SOURCE MATERIAL START

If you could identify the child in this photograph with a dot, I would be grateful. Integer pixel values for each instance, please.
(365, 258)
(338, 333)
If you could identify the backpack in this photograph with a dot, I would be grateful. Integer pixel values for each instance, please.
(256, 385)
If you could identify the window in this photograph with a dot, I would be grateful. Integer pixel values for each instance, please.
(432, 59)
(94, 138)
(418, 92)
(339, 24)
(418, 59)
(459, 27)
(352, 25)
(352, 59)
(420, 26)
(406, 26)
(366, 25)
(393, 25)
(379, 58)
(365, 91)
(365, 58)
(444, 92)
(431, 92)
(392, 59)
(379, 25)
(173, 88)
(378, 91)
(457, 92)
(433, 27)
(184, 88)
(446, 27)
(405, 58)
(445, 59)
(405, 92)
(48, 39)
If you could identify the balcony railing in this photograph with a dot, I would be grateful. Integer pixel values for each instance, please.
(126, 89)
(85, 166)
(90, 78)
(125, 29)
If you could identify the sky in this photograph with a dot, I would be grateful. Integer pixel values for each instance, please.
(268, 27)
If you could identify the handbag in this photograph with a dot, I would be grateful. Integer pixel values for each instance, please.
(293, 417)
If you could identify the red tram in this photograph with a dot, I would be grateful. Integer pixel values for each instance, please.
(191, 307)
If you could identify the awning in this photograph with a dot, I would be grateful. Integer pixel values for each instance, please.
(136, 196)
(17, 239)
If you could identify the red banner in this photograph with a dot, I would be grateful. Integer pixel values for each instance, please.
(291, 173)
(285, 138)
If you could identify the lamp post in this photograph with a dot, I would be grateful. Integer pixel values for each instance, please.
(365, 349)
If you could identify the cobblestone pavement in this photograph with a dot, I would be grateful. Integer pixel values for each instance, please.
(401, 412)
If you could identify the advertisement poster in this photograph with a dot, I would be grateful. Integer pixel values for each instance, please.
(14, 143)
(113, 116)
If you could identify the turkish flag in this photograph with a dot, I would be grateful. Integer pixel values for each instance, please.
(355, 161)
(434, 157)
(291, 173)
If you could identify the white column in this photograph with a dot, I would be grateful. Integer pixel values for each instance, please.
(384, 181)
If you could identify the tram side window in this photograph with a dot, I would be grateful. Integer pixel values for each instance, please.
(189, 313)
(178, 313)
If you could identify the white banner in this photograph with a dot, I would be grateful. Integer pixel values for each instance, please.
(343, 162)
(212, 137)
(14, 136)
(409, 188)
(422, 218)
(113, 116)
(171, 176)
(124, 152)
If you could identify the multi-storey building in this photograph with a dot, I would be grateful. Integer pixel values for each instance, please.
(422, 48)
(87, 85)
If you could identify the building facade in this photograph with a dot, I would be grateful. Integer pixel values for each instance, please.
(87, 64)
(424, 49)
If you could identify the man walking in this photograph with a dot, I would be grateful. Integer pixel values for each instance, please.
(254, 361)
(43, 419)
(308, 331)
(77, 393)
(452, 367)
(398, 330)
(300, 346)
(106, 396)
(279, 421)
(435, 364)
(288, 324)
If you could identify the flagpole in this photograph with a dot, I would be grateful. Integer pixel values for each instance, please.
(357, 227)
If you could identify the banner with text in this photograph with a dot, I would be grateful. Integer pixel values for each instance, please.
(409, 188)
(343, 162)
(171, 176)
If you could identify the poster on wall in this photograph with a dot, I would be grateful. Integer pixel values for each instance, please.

SOURCE MATERIAL END

_WORK REQUEST_. Every line above is to be transcribed exactly, with nothing missed.

_WRITTEN REPLY_.
If you could identify the child in this photograph with a dot, I would be grateful. Integer pixel values for each instance, please.
(365, 258)
(338, 333)
If you could identify the backpack in this photograph with a dot, I would be grateful. Integer pixel values for each instance, please.
(256, 385)
If you could identify the window in this photograph with a dot, I would be grateful. Integer pixel values for each instance, please.
(432, 59)
(94, 138)
(418, 92)
(339, 24)
(418, 59)
(459, 27)
(352, 25)
(352, 59)
(420, 26)
(406, 26)
(366, 25)
(393, 25)
(379, 58)
(365, 91)
(365, 58)
(444, 92)
(431, 92)
(392, 59)
(379, 25)
(173, 88)
(378, 91)
(457, 92)
(433, 27)
(184, 88)
(446, 27)
(405, 58)
(445, 59)
(405, 92)
(48, 39)
If you could identify the balcony railing in this photograph with a dot, I would be grateful. Integer pixel values for each instance, please.
(126, 89)
(85, 166)
(90, 78)
(125, 29)
If you could identify the sky in this photograph with a dot, I would be grateful. Integer pixel values for each instance, please.
(268, 27)
If you could identify the handbag in this photograph with a dot, I would be grateful. Integer pixel values for each instance, please.
(293, 417)
If you could identify the red tram in this photograph with a dot, I would be grateful. Integer pixel values for each instance, please.
(191, 307)
If you could identify the awning in this photograph with a dot, I would be grateful. Integer pixel values for each instance, please.
(136, 196)
(17, 239)
If you could identify the red banner in this photograph with a dot, I would be grateful. Integer pixel values for each instance, please.
(291, 173)
(285, 138)
If you could identify the lamp post in this photograph with a dot, I would be grateful. Integer pixel values for each instance, please.
(365, 349)
If you could identify the cobblestone pavement in this photograph with a dot, I would be grateful. Integer pixel values for each instance, please.
(401, 412)
If you could identify the advertisement poster in this photograph with a dot, I would be grateful. Integer pixel values for each instance, please.
(14, 143)
(113, 116)
If you could identify the turkish flag in this photograph with a dot, I would be grateful. Integer pixel values for each instance, please.
(355, 161)
(434, 157)
(291, 173)
If you could identify the white column in this photograph with a dot, I would be grateful. Integer pixel values for each instance, please.
(384, 181)
If you could identify the tram side window in this photograph with a dot, I would be grateful. Integer pixel values for each instance, please.
(189, 313)
(178, 313)
If you could identify the white banner in this photograph with a dot, I would be grateful. Integer pixel values for each instance, please.
(343, 162)
(212, 137)
(14, 136)
(409, 188)
(422, 218)
(113, 116)
(171, 176)
(124, 152)
If you could identify the multi-storey building in this photograph with a dot, I would be grateful. Integer pixel values for each instance, please.
(422, 48)
(87, 85)
If you could identify the building facade in this photograph with a dot, I would be grateful. Integer pixel values for each instance, please.
(87, 64)
(424, 49)
If you could identify the man walking in this photograph with a dot, I would be grateful. Integer pixel values for each instance, please.
(254, 361)
(43, 419)
(308, 331)
(77, 393)
(452, 367)
(398, 330)
(300, 346)
(106, 396)
(279, 421)
(435, 364)
(288, 324)
If you could identify the flagpole in this photograph with a dot, I would be grateful. Integer pixel values for each instance, please.
(357, 227)
If you could identify the banner with text in this photograph with a dot, I would be grateful. Integer pixel values for each instance, please.
(409, 188)
(343, 162)
(171, 176)
If you could identify the poster on wall in this photograph with a dot, I would be grateful. Integer pixel values for each instance, please.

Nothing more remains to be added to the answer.